● GIVEN EXERCISE: List every line below that contains the string "mountain", copying each line in full. Case counts.

● MATERIAL FOR THIS TASK:
+ + + +
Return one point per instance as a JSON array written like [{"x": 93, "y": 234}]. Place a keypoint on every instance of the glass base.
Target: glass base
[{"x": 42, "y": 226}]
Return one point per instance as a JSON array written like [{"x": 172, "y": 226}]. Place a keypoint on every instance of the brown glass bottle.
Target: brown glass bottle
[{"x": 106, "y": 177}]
+ + + +
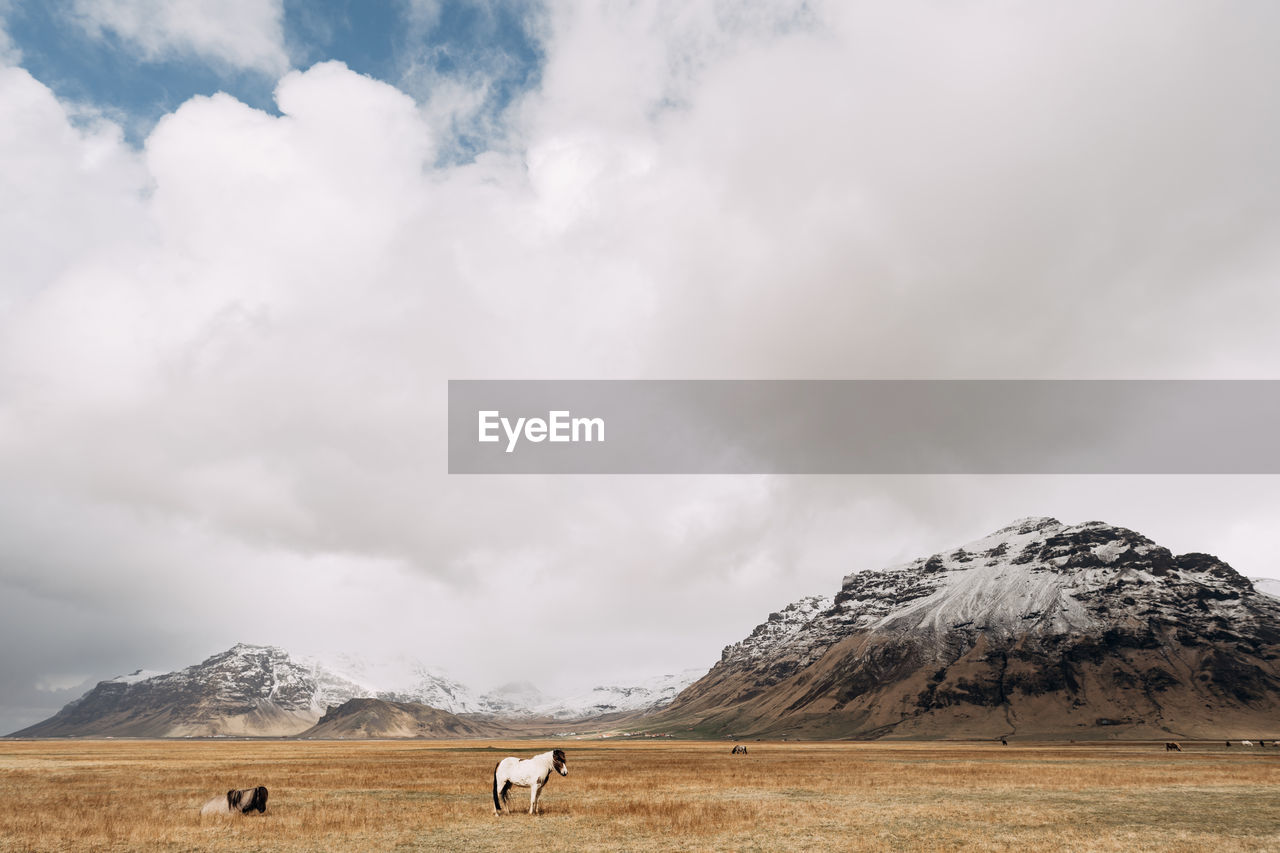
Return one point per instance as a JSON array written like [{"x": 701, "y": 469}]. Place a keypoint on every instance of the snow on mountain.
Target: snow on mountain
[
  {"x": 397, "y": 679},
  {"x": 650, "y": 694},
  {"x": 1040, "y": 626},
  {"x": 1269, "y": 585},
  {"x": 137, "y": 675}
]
+ + + +
● ANSWER TO THIS TASK:
Return one point per instance as a JSON array written like [{"x": 701, "y": 469}]. Place a keypoint on every instance of the snow on mountain.
Target: snow on mountain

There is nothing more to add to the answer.